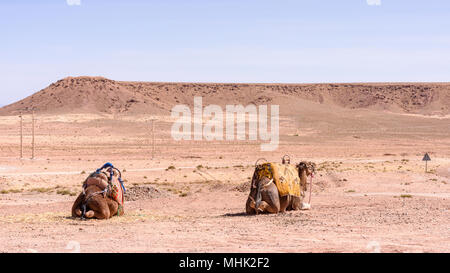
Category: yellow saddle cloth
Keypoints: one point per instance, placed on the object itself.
(285, 177)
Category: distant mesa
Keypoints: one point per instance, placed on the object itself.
(101, 95)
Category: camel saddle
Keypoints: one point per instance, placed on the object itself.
(285, 177)
(109, 179)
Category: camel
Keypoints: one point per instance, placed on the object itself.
(94, 204)
(102, 195)
(264, 195)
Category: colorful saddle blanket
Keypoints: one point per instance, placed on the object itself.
(285, 177)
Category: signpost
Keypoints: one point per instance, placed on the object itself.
(426, 158)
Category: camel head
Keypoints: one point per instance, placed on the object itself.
(305, 169)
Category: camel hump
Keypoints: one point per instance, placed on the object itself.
(99, 180)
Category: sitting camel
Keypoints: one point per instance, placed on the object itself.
(102, 195)
(265, 195)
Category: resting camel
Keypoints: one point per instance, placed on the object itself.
(265, 197)
(102, 195)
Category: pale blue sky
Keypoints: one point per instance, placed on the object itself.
(222, 41)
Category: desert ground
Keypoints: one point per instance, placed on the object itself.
(370, 192)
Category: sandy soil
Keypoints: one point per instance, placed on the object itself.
(370, 193)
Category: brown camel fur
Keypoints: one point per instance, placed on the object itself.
(98, 205)
(265, 198)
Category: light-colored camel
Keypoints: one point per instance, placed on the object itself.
(264, 195)
(102, 195)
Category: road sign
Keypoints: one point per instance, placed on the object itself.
(426, 158)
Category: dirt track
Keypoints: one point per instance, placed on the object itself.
(370, 189)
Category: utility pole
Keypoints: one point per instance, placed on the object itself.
(21, 135)
(153, 139)
(32, 141)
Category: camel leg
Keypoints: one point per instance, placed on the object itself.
(296, 203)
(250, 206)
(76, 212)
(265, 207)
(114, 207)
(99, 209)
(285, 202)
(271, 200)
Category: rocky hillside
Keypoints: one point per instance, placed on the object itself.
(101, 95)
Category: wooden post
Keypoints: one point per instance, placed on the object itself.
(32, 140)
(21, 135)
(153, 139)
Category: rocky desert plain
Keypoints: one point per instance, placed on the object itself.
(370, 192)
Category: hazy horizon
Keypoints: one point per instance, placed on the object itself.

* Brief *
Search the data above for the string "camel" and return every line that has it.

* Solution to the problem *
Category: camel saddle
Category: camel
Category: camel head
Category: camel hump
Category: sitting camel
Category: resting camel
Category: brown camel fur
Category: light-colored camel
Category: camel leg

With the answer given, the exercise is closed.